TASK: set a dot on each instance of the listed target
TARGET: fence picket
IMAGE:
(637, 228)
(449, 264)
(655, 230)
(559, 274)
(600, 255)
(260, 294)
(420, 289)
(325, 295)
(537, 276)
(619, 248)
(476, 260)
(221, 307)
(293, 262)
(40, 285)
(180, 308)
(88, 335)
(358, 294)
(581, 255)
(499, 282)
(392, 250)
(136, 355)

※

Work to be completed. Copy every line of the entries above verbatim, with nothing changed or left out.

Answer to this exercise.
TASK: set a dot on each instance of the listed target
TARGET: fence picket
IMAGE:
(637, 228)
(449, 264)
(655, 230)
(559, 274)
(600, 255)
(260, 294)
(420, 289)
(325, 295)
(537, 276)
(619, 248)
(476, 260)
(221, 307)
(293, 262)
(40, 285)
(180, 308)
(88, 335)
(358, 294)
(581, 255)
(499, 282)
(392, 250)
(136, 355)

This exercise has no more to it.